Point placement records
____________________

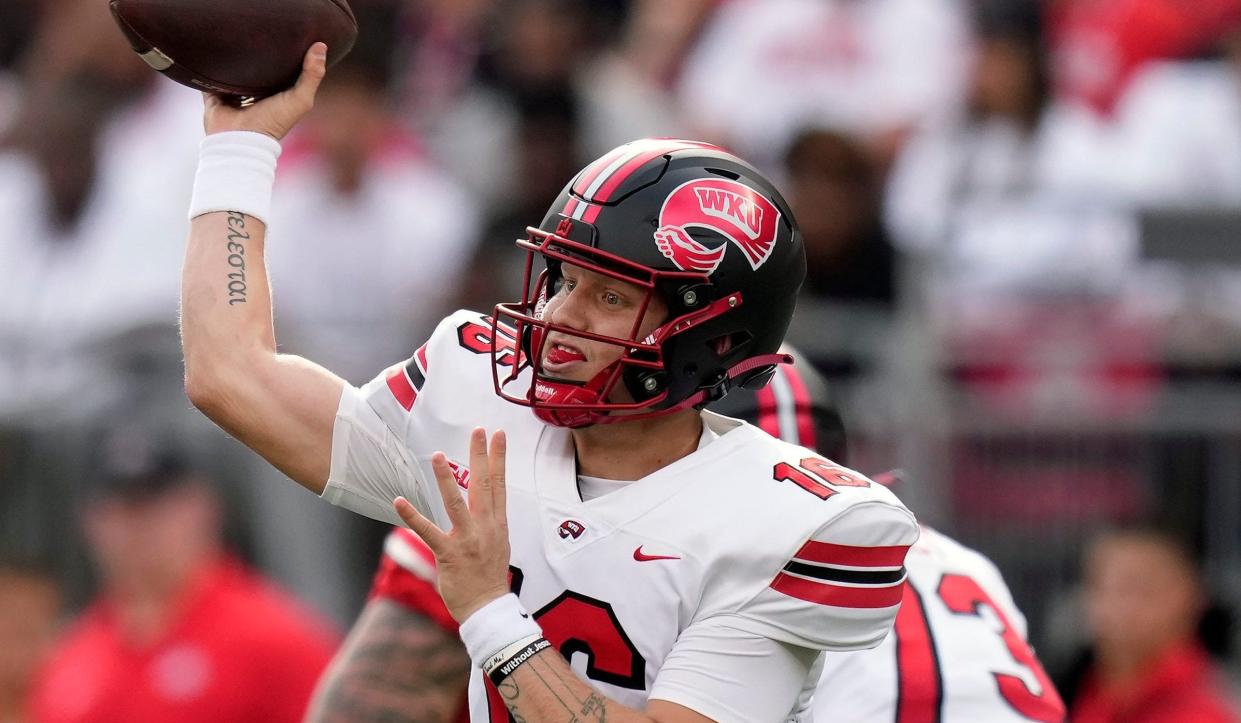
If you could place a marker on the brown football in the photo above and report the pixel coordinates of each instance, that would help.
(248, 48)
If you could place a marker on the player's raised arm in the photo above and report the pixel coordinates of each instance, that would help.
(278, 404)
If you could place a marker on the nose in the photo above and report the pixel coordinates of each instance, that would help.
(566, 310)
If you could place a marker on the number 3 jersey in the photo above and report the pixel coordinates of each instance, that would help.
(958, 651)
(712, 582)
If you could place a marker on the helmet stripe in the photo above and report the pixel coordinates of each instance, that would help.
(593, 170)
(639, 160)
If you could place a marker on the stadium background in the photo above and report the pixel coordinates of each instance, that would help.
(1024, 227)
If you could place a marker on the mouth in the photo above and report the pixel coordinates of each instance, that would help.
(560, 356)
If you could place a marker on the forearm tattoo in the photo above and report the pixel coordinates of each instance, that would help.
(236, 247)
(560, 682)
(397, 667)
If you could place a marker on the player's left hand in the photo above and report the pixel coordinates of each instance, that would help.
(473, 559)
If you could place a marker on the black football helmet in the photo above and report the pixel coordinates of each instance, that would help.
(688, 221)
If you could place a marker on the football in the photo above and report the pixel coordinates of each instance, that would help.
(243, 48)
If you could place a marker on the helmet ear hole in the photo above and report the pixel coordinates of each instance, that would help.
(730, 344)
(756, 380)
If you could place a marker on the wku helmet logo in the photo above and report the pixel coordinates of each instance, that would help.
(730, 208)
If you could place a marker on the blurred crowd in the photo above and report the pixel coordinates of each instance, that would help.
(1023, 221)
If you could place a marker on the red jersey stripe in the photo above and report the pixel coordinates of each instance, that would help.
(850, 556)
(920, 692)
(838, 595)
(402, 388)
(421, 355)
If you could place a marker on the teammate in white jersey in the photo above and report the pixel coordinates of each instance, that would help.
(685, 566)
(959, 651)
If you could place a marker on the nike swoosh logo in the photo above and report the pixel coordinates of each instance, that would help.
(638, 554)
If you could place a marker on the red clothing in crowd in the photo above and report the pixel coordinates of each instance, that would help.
(1101, 44)
(238, 650)
(1182, 687)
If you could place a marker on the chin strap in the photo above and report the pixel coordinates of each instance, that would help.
(588, 393)
(706, 396)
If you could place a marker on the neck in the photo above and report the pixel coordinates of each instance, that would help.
(631, 450)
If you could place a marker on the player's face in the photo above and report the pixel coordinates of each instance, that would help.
(591, 301)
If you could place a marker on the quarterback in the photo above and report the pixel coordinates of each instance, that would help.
(958, 651)
(611, 551)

____________________

#### WORK TO DO:
Write the entries above out again exactly, but not the pictures.

#### THE RESPONSE:
If you could place a marker on the brown football in the photo above and report the pixel coordinates of each instance, that would help.
(248, 48)
If you could place a marker on the player's raised arm in the photo above and report the pixel coordinates of each instance, that would help.
(278, 404)
If you could place a marker on the nose in the photo above and report the pixel coordinates of each instance, that would help.
(566, 310)
If you could place a marker on the number 3 jersey in the photo above and report the pixel coordinates of each instance, that would help.
(958, 651)
(712, 582)
If you could place a marker on the helmet stripe in the photo above and report the pixel coordinates of each instance, that would help.
(593, 170)
(639, 160)
If you could place a marker on the stadium background in the photo above and report the pixel coordinates of each instance, that would help.
(1024, 227)
If you could place a marker on the mouth in the photo above and report the pixel coordinates of each instance, that would help.
(560, 356)
If you could place a marker on the forearm tattoo in the photo above and report the pixel coordinates of each instance, that would help.
(236, 247)
(560, 682)
(397, 667)
If you could place a marker on the player's left hand in the photo above and report the pixel coordinates of each instance, that would help.
(473, 559)
If you could place a marker on the black football helmet in the photo above and report the pixel coordinates of each instance, that would help.
(688, 221)
If you could place a marker on the football in the photo above and report the pixel coordinates of each instance, that would help.
(243, 48)
If you could place a marker on the helmet ear hole in the photo above and report the pixel coordinates of each instance, that would help.
(730, 344)
(756, 380)
If you could place a marker on the wku helmet logo in the photo above and report the pixel coordinates of each instance, that would help.
(730, 208)
If you could place a marker on the blurred crowd in the photo above and report the pixel coordinates of each instance, that would help.
(1023, 221)
If you could place a marker on the red jersey stripe in the photo above and report the pixel coordinates of each instance, that would help.
(850, 556)
(920, 692)
(838, 595)
(402, 388)
(421, 355)
If you could place a marker on the teammate in white jersey in the photo above and report the pixel coordinates of each instance, that would help.
(685, 566)
(959, 651)
If you could place a marker on the nike swoosh logo in the photo above and report the pixel coordinates of each instance, that would help.
(638, 554)
If you could place a marker on the red clothing in crowd in the photo above and report the pixel coordinates of each instance, that would help.
(1101, 44)
(238, 650)
(1182, 687)
If you could place a marker on the chin strap in the photo above and report the pixel coordinates of each instance, that would help.
(588, 393)
(706, 396)
If you could place a marker on the neck in the photo above and report the pixel coordinates of each instance, that would help.
(631, 450)
If you could place a marker on the player's face in the photo above and report the pixel coordinates of each instance, that would help.
(591, 301)
If you could place a marker on the quarterback in the photo above and report the pixel coordinates of each instance, that would help.
(958, 651)
(611, 551)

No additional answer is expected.